--- Begin ---

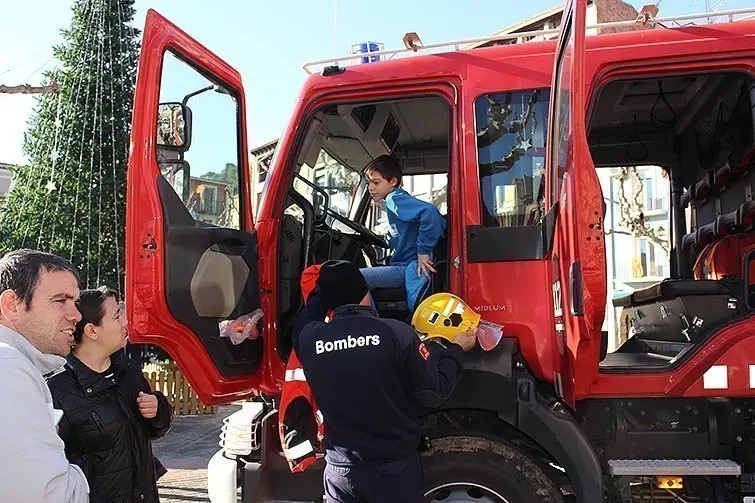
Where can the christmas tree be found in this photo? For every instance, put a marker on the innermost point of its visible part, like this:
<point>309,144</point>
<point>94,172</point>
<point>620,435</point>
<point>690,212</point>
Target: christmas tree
<point>70,197</point>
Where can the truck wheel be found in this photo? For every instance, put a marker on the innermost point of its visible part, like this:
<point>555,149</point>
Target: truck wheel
<point>473,469</point>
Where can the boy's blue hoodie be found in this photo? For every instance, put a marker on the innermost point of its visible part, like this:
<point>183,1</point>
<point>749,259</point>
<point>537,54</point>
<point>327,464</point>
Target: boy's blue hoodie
<point>415,226</point>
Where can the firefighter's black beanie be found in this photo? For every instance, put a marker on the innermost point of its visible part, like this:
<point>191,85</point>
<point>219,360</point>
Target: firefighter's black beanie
<point>341,283</point>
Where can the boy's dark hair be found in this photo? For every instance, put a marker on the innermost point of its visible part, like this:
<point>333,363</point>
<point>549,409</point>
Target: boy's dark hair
<point>387,167</point>
<point>20,271</point>
<point>91,305</point>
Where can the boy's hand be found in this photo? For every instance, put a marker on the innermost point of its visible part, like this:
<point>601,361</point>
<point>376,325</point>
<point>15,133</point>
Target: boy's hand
<point>424,264</point>
<point>467,340</point>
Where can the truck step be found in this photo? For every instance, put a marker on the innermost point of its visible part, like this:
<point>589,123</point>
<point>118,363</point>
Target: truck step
<point>673,467</point>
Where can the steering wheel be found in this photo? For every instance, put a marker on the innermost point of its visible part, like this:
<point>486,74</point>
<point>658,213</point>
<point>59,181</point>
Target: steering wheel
<point>366,234</point>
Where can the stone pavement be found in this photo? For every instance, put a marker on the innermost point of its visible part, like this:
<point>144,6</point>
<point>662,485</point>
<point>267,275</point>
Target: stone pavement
<point>185,451</point>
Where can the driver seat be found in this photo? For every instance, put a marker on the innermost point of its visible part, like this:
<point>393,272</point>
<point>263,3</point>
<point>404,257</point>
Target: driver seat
<point>392,302</point>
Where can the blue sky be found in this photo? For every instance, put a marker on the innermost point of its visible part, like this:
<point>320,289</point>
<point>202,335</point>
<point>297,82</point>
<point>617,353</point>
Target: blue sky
<point>267,41</point>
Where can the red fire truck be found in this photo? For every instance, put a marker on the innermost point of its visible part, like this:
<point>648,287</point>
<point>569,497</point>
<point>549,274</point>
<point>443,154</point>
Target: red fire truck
<point>520,133</point>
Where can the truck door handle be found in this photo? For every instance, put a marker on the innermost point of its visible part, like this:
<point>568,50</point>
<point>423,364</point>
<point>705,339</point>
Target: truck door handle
<point>576,302</point>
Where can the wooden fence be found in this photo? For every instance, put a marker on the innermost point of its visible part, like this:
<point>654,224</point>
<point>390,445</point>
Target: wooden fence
<point>176,388</point>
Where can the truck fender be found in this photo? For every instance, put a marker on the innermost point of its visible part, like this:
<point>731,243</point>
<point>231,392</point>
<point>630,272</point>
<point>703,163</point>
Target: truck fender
<point>498,381</point>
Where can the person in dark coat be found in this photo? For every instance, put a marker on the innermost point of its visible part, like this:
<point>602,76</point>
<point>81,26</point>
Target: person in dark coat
<point>369,377</point>
<point>110,414</point>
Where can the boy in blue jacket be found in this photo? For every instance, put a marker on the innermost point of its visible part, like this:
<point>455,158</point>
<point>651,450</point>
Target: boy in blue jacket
<point>415,227</point>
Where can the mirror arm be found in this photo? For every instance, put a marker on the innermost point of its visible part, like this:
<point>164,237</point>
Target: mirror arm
<point>198,91</point>
<point>318,189</point>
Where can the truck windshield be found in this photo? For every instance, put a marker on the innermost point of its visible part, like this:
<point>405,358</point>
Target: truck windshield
<point>344,185</point>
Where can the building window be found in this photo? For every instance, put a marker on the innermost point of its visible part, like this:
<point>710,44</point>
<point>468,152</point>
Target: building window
<point>210,200</point>
<point>511,143</point>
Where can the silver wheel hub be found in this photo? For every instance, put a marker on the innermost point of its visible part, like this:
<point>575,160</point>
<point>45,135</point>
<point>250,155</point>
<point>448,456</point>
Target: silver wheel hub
<point>463,492</point>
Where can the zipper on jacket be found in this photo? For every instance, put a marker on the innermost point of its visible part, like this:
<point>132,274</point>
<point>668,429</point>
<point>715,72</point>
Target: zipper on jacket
<point>101,427</point>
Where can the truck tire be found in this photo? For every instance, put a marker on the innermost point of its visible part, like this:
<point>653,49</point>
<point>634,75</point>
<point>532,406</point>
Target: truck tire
<point>462,468</point>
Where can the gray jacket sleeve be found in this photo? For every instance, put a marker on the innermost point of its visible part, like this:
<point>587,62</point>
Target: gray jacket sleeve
<point>39,471</point>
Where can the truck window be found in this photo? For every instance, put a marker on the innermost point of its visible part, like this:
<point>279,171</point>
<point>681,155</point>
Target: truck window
<point>205,175</point>
<point>560,143</point>
<point>342,185</point>
<point>511,142</point>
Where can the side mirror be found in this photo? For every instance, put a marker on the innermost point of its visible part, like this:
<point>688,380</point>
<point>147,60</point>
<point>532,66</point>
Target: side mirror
<point>174,127</point>
<point>320,205</point>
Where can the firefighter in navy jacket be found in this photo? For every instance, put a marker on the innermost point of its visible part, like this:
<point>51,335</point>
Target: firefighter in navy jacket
<point>369,376</point>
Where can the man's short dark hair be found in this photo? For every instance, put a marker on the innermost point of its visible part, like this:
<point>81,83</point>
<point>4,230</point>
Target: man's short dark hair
<point>91,305</point>
<point>387,167</point>
<point>20,271</point>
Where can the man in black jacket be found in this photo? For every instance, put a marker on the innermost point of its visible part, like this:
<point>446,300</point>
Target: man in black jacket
<point>368,376</point>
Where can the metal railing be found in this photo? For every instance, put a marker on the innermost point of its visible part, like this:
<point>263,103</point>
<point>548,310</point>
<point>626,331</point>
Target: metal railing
<point>455,44</point>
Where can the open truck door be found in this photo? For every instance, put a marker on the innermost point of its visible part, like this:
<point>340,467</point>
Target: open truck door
<point>578,272</point>
<point>191,246</point>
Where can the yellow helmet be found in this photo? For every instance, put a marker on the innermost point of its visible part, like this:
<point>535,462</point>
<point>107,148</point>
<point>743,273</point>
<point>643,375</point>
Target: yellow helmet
<point>443,315</point>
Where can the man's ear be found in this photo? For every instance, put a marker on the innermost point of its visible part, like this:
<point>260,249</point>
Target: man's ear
<point>90,331</point>
<point>10,305</point>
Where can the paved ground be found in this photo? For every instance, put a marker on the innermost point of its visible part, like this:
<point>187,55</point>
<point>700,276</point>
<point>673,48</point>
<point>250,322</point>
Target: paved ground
<point>185,452</point>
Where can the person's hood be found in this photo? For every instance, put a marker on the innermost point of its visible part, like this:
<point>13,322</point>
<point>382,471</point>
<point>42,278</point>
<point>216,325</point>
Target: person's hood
<point>45,363</point>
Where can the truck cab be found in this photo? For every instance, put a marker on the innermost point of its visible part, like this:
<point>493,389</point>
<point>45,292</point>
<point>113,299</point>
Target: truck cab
<point>510,143</point>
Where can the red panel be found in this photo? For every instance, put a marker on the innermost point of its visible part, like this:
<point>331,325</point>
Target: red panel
<point>149,318</point>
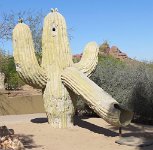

--- End ---

■ What you need to do
Rewrite all of the material above with every "innermost point" changed to "most central point" and everything else left as it is. Leave the pictures out.

■ Solution to the exercise
Where can the christmas tree be found in this photo? For every instance, put a marker on the most central point of its visible part, like this:
<point>309,144</point>
<point>94,172</point>
<point>620,435</point>
<point>690,212</point>
Target: christmas tree
<point>70,197</point>
Where can the truck wheel be found in this photo? For every instance, put a marker on the most central point of its visible part, like this:
<point>555,149</point>
Target: truck wheel
<point>473,469</point>
Where can the boy's blue hoodie be found in this photo? For every instance, put a marker on the most central point of its visible part, like this:
<point>183,1</point>
<point>749,259</point>
<point>537,54</point>
<point>327,464</point>
Target: boy's blue hoodie
<point>415,226</point>
Where can the firefighter's black beanie be found in this photo? For every instance, put a marker on the most central point of its visible part, like this:
<point>191,85</point>
<point>219,360</point>
Target: firefighter's black beanie
<point>341,283</point>
Where can the boy's dark hair be found in this photo? For every instance, put a marker on the most central point of its visible part, like this:
<point>333,363</point>
<point>549,409</point>
Target: boy's dark hair
<point>387,167</point>
<point>20,271</point>
<point>91,305</point>
Where can the boy's hand be found in this photo? For every instance, put a marker on the most central point of its visible part, like this:
<point>601,361</point>
<point>376,325</point>
<point>15,133</point>
Target: boy's hand
<point>424,264</point>
<point>467,340</point>
Where can the truck step be found in this photo? For every instance, put a marker on the most central point of its visible part, like this:
<point>589,123</point>
<point>118,363</point>
Target: truck step
<point>673,467</point>
Where can the steering wheel be found in this photo? For every instance, put a marker on the most central point of its visible part, like this:
<point>486,74</point>
<point>658,213</point>
<point>59,181</point>
Target: steering wheel
<point>366,234</point>
Where can the stone pavement be found in this photo? For every instance, put a marker on the most central point of its visible part, like this:
<point>144,6</point>
<point>662,485</point>
<point>267,275</point>
Target: stone pavement
<point>185,451</point>
Where can the driver seat be found in this photo? For every instance, put a marker on the most central point of its visible part, like this:
<point>393,272</point>
<point>263,3</point>
<point>404,257</point>
Target: driver seat
<point>392,302</point>
Where can the blue sky be found in this photo? For every instance, put a marker on the most central point of its visible part, like this:
<point>320,289</point>
<point>202,335</point>
<point>297,82</point>
<point>617,353</point>
Target: blue sky
<point>267,41</point>
Where can the red fire truck be found in this photo? For every instance, put a marker on the most central point of its visible part, like this:
<point>648,287</point>
<point>569,497</point>
<point>549,274</point>
<point>443,154</point>
Target: red fire truck
<point>520,133</point>
Where can the truck door handle be found in this photo? For every instance, put a marker on the most central point of its visible part, like this:
<point>568,50</point>
<point>423,364</point>
<point>705,339</point>
Target: truck door handle
<point>576,302</point>
Where can the wooden fence be found in this photo? For every instance, put a marker on the most central point of its visible part, like this:
<point>654,224</point>
<point>390,445</point>
Target: wooden fence
<point>176,388</point>
Where can the truck fender be found in this photo? For every instance, put a marker on the most central point of its visible part, like this:
<point>731,243</point>
<point>231,392</point>
<point>630,272</point>
<point>703,163</point>
Target: truck fender
<point>498,381</point>
Where can the person in dark coat be found in this photo? For every instance, put a marker on the most central point of its visible part, like this:
<point>602,76</point>
<point>81,26</point>
Target: person in dark coat
<point>369,377</point>
<point>110,414</point>
Where can the boy in blue jacket be found in this photo? For every instance, put a marker on the most central point of its visible part, like this:
<point>455,158</point>
<point>651,450</point>
Target: boy in blue jacket
<point>415,227</point>
Where can the mirror arm be found in this photo? For every instance, put a marker on the most central point of its visible part, like this:
<point>164,237</point>
Target: mirror arm
<point>198,91</point>
<point>318,189</point>
Where can the truck windshield be found in this photo? For every instance, put a marker on the most central point of its visible part, like this:
<point>405,358</point>
Target: truck windshield
<point>344,185</point>
Where can the building window be found in this photo? For every instance, put a marker on the most central point of its visible part, like this:
<point>710,44</point>
<point>468,152</point>
Target: building window
<point>210,200</point>
<point>511,143</point>
Where can the silver wheel hub be found in this photo? For every instance, put a marker on the most central point of its visible part, like this:
<point>575,160</point>
<point>45,135</point>
<point>250,155</point>
<point>448,456</point>
Target: silver wheel hub
<point>463,492</point>
Where can the zipper on jacket be found in this photo? For every instance, put a marker on the most central point of its visible part, like this:
<point>132,274</point>
<point>668,429</point>
<point>715,72</point>
Target: zipper on jacket
<point>101,427</point>
Where can the truck tire be found in this photo? For every instance, put a marker on the most central point of its visible part, like this:
<point>653,49</point>
<point>634,75</point>
<point>532,406</point>
Target: truck tire
<point>462,468</point>
Where can the gray jacket sleeve be found in this photo? For every instance, put a marker on the most central point of its visible part, like this:
<point>587,62</point>
Target: gray jacket sleeve
<point>39,471</point>
Where can the truck window be found in this photo? For every instance, put a marker on the most central point of its visible part, like this:
<point>279,171</point>
<point>681,155</point>
Target: truck window
<point>205,175</point>
<point>560,143</point>
<point>342,185</point>
<point>511,142</point>
Where can the side mirror be found in this photo? For every instance, put a marker on the most central point of its visible part, like this:
<point>688,380</point>
<point>147,60</point>
<point>532,66</point>
Target: side mirror
<point>174,127</point>
<point>320,205</point>
Where can the firefighter in navy jacket be found in this photo? For every instance, put a marker on the most central point of its visible part, like this:
<point>51,335</point>
Target: firefighter in navy jacket
<point>369,376</point>
Where can the man's short dark hair be found in this photo? For every instance, put a marker on the most central point of its visible part, like this:
<point>81,83</point>
<point>4,230</point>
Target: man's short dark hair
<point>91,305</point>
<point>387,167</point>
<point>20,271</point>
Where can the man in black jacket be found in this photo? For every instance, put a marker on the most central point of its visible part, like this:
<point>446,300</point>
Target: man in black jacket
<point>368,376</point>
Where can the metal railing be found in this photo? For every instance, put a marker on the most central point of its visible part, like this:
<point>263,103</point>
<point>548,310</point>
<point>626,331</point>
Target: metal railing
<point>455,44</point>
Where can the open truck door be found in this photo? For every instance, put a marker on the most central point of its visible part, like this:
<point>340,467</point>
Target: open truck door
<point>578,272</point>
<point>191,246</point>
Where can the yellow helmet be found in this photo? For every instance, put a marker on the most central point of its visible part, like this:
<point>535,462</point>
<point>107,148</point>
<point>743,273</point>
<point>643,375</point>
Target: yellow helmet
<point>443,315</point>
Where can the man's ear be found in this photo? For every instance, put a marker on the most central point of its visible part, like this:
<point>260,249</point>
Target: man's ear
<point>90,331</point>
<point>10,305</point>
Where can the paved ground be found in this photo? For every instance, put a marker on the most central point of its visible part, like this:
<point>187,55</point>
<point>700,276</point>
<point>673,48</point>
<point>250,322</point>
Target: paved ground
<point>185,452</point>
Where can the person's hood be found in this photo? For every instance, put a marker on the most central point of its visible part, like this:
<point>13,322</point>
<point>382,471</point>
<point>42,278</point>
<point>216,325</point>
Target: person's hood
<point>45,363</point>
Where can the truck cab be found in this photo? For every instance, put a marker on the most central point of its visible part, like this:
<point>493,389</point>
<point>45,292</point>
<point>113,299</point>
Target: truck cab
<point>510,143</point>
Where can the red panel be found in this photo? For every instance, put a marker on the most central point of its visible part, like this:
<point>331,325</point>
Target: red panel
<point>149,318</point>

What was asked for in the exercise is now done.